> _Set task 1_
Translate this sentence from the forum thread about NextDoor into Spanish: "If nothing else, they'll stop posting to NextDoor."
# Start of Excerpted passage
Scrape NextDoor, find the people who are posting weirdly racist screeds, and
send a well dressed delegation to their doorstep to let them know that their
name and identifying details will be posted on another site identifying them
as racist bullies if they don't alter their behavior.

Or, scrap the doorstepping and just send an email blast to their employers,
business partners, and facebook contacts.

If nothing else, they'll stop posting to NextDoor.

Yep, it's rude, crude and thoroughly within the reach of any group of
activists that want to get some notoriety. It's also one of those things that
will drive home just how panoptic our society has become.

------
ChuckMcM
Sad, I wonder why the neighbors don't know each other better. We found that
organizing block parties was a wonderful way to meet people who have moved in
and share with them experiences and stories. Our neighborhood has gone from
probably 95% white to now 30% Indian, 40% Chinese, and some Russian and
probably the rest typical western european decended whites. Through out that
as people move out and people move in we try to make people feel welcome and
they really do appreciate it.

------
ParadigmBlender
I did not have a positive experience with Nextdoor despite being pretty
excited about the service at first. First strike was people posting
spammy/pyramid scheme type sale stuff. My attempts to contact the local admins
did not result in any change. More spam kept being posted.

Strike 2/3, I did not want to reveal my full name when first signing up. One
day I got an email informing me that my account was deleted (not just
suspended) because I did not use a real name. There was no chance for me to
remedy the situation.

Too bad. Anyone know of an alternative?

------
MichaelGG
Sort of a weak article - no stats. It'd be much more useful if it simply
stated things clearly. Something like "90% of reports are for Xs, while only
40% of the crimes are by Xs". Or even better, "out of n Xs, only m commit a
crime". Then show incorrect biases there. (The only stat I saw was % of black
population vs % of detainees being black - that's not so relevant without
knowing actual crime rates. )

(Edit: I see why they didn't include this stat. According to [1], over 80% of
suspects for various crimes were black. So that would explain why the police
are pulling over a higher %, right? This still doesn't excuse base rate
fallacy but sort of dismisses the one stat the article does provide.)
# End of Excerpted passage
# Start of Data for this task
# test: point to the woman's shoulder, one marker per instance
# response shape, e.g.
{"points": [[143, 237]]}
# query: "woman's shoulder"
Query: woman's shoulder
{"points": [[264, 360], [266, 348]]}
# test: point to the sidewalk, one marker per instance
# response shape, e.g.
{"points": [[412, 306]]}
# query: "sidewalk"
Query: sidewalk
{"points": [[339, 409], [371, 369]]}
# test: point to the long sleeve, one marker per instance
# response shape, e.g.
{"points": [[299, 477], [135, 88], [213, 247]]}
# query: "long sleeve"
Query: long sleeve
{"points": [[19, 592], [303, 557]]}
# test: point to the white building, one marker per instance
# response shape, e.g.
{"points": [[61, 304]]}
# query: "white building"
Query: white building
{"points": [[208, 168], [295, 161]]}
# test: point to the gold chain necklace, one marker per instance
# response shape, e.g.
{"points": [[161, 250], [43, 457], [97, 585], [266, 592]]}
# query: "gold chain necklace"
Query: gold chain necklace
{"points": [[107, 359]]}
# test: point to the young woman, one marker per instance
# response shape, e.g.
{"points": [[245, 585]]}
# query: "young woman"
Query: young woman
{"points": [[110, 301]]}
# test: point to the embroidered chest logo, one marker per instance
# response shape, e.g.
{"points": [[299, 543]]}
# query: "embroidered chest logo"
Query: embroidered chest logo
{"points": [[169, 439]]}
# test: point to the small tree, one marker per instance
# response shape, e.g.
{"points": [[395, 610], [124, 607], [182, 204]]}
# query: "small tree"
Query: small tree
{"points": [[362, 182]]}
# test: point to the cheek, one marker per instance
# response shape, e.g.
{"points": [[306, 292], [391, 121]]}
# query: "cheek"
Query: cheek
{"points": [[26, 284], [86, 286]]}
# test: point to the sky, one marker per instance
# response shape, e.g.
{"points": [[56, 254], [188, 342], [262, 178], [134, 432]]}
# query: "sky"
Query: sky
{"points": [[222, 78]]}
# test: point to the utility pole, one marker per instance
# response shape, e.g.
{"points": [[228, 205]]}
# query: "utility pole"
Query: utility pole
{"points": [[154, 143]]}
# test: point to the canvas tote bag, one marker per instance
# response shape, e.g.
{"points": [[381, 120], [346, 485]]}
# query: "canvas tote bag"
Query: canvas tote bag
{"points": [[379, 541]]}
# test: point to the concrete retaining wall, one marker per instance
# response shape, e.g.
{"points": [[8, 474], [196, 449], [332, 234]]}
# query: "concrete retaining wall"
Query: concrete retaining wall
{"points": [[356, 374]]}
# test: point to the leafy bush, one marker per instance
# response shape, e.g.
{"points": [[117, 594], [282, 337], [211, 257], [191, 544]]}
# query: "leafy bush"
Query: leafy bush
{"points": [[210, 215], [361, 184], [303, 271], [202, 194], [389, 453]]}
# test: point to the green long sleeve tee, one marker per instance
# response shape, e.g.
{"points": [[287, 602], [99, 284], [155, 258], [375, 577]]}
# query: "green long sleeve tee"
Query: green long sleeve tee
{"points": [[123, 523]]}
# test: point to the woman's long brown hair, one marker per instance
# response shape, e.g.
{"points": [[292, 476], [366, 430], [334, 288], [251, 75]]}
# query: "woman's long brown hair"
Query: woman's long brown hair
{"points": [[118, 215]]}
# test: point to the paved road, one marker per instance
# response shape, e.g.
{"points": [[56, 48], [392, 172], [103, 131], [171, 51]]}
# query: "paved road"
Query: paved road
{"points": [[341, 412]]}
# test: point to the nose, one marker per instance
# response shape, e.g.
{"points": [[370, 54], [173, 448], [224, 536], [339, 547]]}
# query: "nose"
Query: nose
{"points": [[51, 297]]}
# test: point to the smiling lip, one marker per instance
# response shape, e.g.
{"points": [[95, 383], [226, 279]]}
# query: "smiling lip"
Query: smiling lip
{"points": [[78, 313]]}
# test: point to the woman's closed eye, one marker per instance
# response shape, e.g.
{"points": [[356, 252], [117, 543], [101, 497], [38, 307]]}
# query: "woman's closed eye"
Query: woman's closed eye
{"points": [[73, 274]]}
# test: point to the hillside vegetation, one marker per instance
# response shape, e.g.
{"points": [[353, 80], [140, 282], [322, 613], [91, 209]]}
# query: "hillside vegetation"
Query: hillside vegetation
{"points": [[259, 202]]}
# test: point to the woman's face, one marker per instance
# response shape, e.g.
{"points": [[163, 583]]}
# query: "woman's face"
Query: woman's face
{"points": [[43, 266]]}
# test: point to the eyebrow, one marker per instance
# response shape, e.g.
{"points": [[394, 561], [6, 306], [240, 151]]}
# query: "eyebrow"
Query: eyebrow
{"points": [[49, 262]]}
# End of Data for this task
> _Set task 2_
Output as a numbered list the part of the records that opens with the line containing "# test: point to the eyebrow, one" and closes with the end of the records, both included, leaving out any blank lines.

> _Task response 1_
Como mínimo, dejarán de publicar en NextDoor.

> _Task response 2_
1. # test: point to the eyebrow, one marker per instance
2. # response shape, e.g.
3. {"points": [[394, 561], [6, 306], [240, 151]]}
4. # query: "eyebrow"
5. Query: eyebrow
6. {"points": [[49, 262]]}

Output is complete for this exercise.